(Exercises to complete):
1 - Summarize the passage about Marilyn and the Kennedys in three sentences.
2 - Proceed with the passage about Marilyn and the Kennedys, picking up after its final sentence.

(Text excerpt):

During the small morning hours, both Marilyn and Isadore Miller climbed aboard Marilyn’s rented limousine and headed to Brooklyn. She dutifully delivered her former father-in-law to his front door steps. According to Gary Vitacco-Robles, Marilyn implored Isadore to return to the west coast with her, when she returned to LA the following day; but he declined and replied: “Maybe in November.” (Kindle V.2:25) After a brief conversation, Isadore exited the limousine. Marilyn blew her former father-in-law a kiss and then she returned to her 57th Street apartment, where she exited the limousine, barefooted, her shoes in hand, and engaged in a brief curbside conversation with one of her ardent fans, James Haspiel. He testified on more than one occasion that Marilyn told him she was exhausted. “I can tell you with authority,” he later wrote in a publication about his association with her, “that I was with Marilyn at her apartment ten minutes to four in the morning. Categorically, Marilyn was not asleep at the Carlyle Hotel, and I didn’t notice the President anywhere nearby us.” (Vitacco-Robles, ibid)

After leaving her fan standing on the sidewalk, she proceeded upstairs to her apartment, where Ralph Roberts met her. Ralph testified repeatedly that he massaged Marilyn during that early morning until she fell asleep. Even so, Shaw asserts that Marilyn and the president had a “brief sexual encounter” after the Madison Square Garden celebration, simply not the case. Even J. Randy Taraborrelli admitted: His years of research and investigation clearly indicated that such an encounter did not occur. But, once again, the facts do not matter in the world of Marilyn apocrypha. And Mark Shaw is just getting started.

The exact location of Robert Kennedy during the 1962 weekend of Marilyn’s death, specifically on Saturday, August 4th, has been debated for decades. Where was the evil attorney general? Was he, along with his wife Ethel and four of his then seven offspring, in Gilroy, California, southeast of San Francisco, visiting John and Nancy Bates, their family and ranch? Or, was he in Brentwood visiting and murdering his rejected and distraught lover? Just where the hell was he? The answer: Robert Kennedy and a portion of his family were in Gilroy, California and according to 1.) John Bates, Sr., 2) his wife, Nancy, 3.) their eldest son, John Bates, Jr., and 4.) the ranch foreman, Roland Snyder, Robert Kennedy did not leave the ranch during Friday or Saturday.

(Raw records):

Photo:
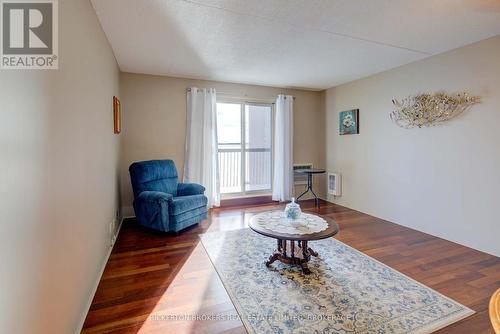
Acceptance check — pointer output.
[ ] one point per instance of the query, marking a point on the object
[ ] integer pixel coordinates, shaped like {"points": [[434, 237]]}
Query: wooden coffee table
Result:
{"points": [[298, 252]]}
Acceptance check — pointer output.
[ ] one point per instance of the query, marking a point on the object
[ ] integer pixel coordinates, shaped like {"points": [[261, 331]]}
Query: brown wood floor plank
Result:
{"points": [[151, 276]]}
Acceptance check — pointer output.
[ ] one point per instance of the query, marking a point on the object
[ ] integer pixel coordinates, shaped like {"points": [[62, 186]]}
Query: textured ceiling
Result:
{"points": [[313, 44]]}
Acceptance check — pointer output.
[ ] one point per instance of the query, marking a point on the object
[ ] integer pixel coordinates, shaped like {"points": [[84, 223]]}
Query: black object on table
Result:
{"points": [[310, 172]]}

(Responses by task):
1 - In the early morning hours, Marilyn dropped her former father-in-law, Isadore Miller, at his Brooklyn home, then returned to her 57th Street apartment, where she spoke briefly with a fan, James Haspiel, and where Ralph Roberts later massaged her until she fell asleep. These accounts contradict Mark Shaw's claim that she and the president had a brief sexual encounter that night. According to John Bates, Sr., his wife Nancy, their eldest son, and the ranch foreman, Robert Kennedy was with part of his family at the Bates ranch in Gilroy, California, on the weekend of Marilyn's death and did not leave the ranch on Friday or Saturday.

2 -
Regarding the Attorney General’s location that weekend in August of 1962, Shaw equivocated. He wrote:

[…] there have been suspicions that the last person to see or hear from Marilyn may have been Robert Kennedy, and whomever may have joined him at her new home. While the accounts differ as to the exact time and duration of the potential visit, if true, RFK could have had a confrontational conversation with Marilyn regarding her going to the media and telling secrets threatening him and his family (p. 477, emphasis mine)

It is apparent that Shaw could not simply out-of-hand dismiss the Bates family’s testimony regarding that weekend and, even though he appeared to accept that Robert Kennedy visited Brentwood that Saturday, despite differing accounts regarding that visit, he also equivocated and employed phrases like “may have been.” But intent on having his cake and eating it, Shaw devises a truly bizarre tactic. Bear with me as it unfolds.

II. Wrong Car in the Wrong place

Early on Sunday morning, August 5th, after the group attended church in Gilroy, John Bates Sr. drove his visitors back to San Francisco and delivered them to the home of Paul Fay. The Kennedy family visited the Fays until the Attorney General delivered his speech to the American Bar Association on Monday, August 6th. Shaw publishes a Bates family photograph, displayed below. It depicts the Kennedy family just as they were starting to pile into the Bates family station wagon, preparing to leave Gilroy and the Bates Ranch.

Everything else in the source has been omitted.